▶ [指示 1] 本文のキャプション行に記された美術作品を、作家名、作品名、制作年とともにすべて列挙せよ。
▶ [指示 2] 本文のうち「Nicolas Jaarはサ」から「内容の事を喋っていたと思う。」までを、両端の語句も含めて一字一句そのまま書き写せ。

Nicolas Jaarはサックスなどを含めたバンドセットで出てきたり、民族音楽的要素が入っていたりと多様な表現をしている。最近はDarksideというユニットでも活動している。
「Space Is Only Noise」が出てすぐの2011年にミラノで見たときはバンドセットで聴かせる系の曲が多かったが、2013年にバルセロナのソナーで見た時はBPMを変幻自在に変えながら踊らせるパフォーマンスだった。

何で聞いたのか読んだのか覚えていないが、彼のインタビューの言葉で「テクノは早くなりすぎた。そのせいで音楽から多様な、豊潤な要素が失くなってしまった。」といったような内容の事を喋っていたと思う。
美術、建築、デザインなど音楽以外の分野でも同じような事が言えると思う。
去年ミラノのPalazzo Realeでジャクソン・ポロック展を見た時に同時代に活躍した抽象表現主義の画家の作品も展示されていたが、何か物足りなさを感じた。
自分のリテラシーの無さからくるのだと思うが、率直に言うと、どれも同じに見えた。

Jackson Pollock, Number 27, 1950
© Jackson Pollock by SIAE 2013 © Whitney Museum of American Art


ジャクソン・ポロックに関していうと、(彼の名前のついた展示会だけあって)ドリッピングの作品だけでなく具象画のようなものも展示されており、様々な表現の中に彼の人間的複雑性が見れたような気がして面白かった。あとは日本のカリグラフィに影響を受け、そのまま書道を絵にしたような ー書から漢字の意味を排除すればただの形になるー 作品だったり、ただの反復に感じた。

Willem de Kooning, Landscape, 1949
© Whitney Museum of American Art © The Willem de Kooning Foundation by SIAE 2013




Franz Kline, Mahoning, 1956
© Franz Kline by SIAE 2013 © Photography by Sheldan C. Collins
玄人には分かる違いがあるという人もいるかもしれないが、そもそも情報量が少なく単一化してはいないか。還元的というよりも排除的な表現のように思う。

▶ [データセット行]
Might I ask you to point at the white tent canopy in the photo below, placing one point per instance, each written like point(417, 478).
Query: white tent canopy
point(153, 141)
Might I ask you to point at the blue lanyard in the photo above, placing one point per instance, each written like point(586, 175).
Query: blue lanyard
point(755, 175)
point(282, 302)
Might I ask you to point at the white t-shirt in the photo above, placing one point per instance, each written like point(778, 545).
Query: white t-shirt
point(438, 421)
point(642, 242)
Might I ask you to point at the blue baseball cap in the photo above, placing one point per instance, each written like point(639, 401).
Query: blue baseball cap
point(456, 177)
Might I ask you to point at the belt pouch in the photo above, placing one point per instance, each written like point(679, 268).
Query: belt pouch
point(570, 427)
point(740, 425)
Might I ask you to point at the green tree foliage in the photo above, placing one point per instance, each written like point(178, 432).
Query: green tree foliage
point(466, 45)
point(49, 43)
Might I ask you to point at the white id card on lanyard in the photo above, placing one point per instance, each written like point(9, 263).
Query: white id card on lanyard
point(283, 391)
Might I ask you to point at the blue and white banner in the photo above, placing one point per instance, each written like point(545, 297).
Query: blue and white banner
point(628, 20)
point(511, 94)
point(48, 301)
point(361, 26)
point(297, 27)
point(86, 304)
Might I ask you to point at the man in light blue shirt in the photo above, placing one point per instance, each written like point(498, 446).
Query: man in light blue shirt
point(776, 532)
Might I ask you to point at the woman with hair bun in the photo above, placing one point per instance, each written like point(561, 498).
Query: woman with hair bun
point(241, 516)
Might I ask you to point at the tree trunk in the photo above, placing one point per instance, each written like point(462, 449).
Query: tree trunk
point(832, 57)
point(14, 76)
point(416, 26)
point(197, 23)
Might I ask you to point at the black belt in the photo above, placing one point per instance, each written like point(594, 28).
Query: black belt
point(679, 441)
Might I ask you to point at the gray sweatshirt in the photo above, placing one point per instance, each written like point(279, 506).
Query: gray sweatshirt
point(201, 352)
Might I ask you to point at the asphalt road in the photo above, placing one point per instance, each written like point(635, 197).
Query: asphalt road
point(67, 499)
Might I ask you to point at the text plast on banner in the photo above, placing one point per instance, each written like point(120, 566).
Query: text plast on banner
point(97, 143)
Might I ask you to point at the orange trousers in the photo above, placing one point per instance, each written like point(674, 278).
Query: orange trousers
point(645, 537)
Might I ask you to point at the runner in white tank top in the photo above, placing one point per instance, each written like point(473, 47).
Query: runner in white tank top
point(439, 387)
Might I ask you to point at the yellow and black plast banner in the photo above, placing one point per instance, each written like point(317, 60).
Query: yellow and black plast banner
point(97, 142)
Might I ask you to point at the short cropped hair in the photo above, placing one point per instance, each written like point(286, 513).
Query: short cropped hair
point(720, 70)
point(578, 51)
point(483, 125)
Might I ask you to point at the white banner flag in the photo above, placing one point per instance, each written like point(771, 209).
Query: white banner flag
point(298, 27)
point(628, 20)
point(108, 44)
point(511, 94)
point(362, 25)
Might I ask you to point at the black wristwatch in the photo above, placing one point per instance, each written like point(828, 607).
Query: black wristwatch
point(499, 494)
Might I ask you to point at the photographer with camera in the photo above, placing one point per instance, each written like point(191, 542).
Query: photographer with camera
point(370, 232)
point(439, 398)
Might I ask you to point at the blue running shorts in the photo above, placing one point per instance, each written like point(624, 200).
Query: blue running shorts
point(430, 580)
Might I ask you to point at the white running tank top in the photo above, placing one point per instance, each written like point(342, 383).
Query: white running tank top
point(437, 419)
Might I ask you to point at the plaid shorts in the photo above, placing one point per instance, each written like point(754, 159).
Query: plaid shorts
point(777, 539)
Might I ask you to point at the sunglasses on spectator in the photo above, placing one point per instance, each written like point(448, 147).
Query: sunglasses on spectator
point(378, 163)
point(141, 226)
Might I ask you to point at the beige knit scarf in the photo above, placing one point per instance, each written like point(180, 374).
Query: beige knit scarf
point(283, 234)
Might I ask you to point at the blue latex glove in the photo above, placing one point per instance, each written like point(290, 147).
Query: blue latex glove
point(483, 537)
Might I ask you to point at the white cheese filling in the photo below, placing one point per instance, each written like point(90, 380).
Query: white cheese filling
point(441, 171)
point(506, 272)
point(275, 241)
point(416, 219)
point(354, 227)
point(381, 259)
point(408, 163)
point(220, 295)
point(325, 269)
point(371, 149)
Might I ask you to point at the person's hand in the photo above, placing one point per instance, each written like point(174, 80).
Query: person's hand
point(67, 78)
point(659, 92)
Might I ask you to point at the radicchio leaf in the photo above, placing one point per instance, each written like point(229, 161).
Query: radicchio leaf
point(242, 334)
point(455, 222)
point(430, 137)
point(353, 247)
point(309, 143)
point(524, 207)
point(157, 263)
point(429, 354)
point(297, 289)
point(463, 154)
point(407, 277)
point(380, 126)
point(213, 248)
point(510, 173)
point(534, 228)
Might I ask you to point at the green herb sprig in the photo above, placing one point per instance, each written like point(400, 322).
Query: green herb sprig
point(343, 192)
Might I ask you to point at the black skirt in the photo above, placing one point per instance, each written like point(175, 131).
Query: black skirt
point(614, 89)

▶ [完全な出力 1]
- Jackson Pollock, Number 27, 1950
- Willem de Kooning, Landscape, 1949
- Franz Kline, Mahoning, 1956

▶ [完全な出力 2]
Nicolas Jaarはサックスなどを含めたバンドセットで出てきたり、民族音楽的要素が入っていたりと多様な表現をしている。最近はDarksideというユニットでも活動している。
「Space Is Only Noise」が出てすぐの2011年にミラノで見たときはバンドセットで聴かせる系の曲が多かったが、2013年にバルセロナのソナーで見た時はBPMを変幻自在に変えながら踊らせるパフォーマンスだった。

何で聞いたのか読んだのか覚えていないが、彼のインタビューの言葉で「テクノは早くなりすぎた。そのせいで音楽から多様な、豊潤な要素が失くなってしまった。」といったような内容の事を喋っていたと思う。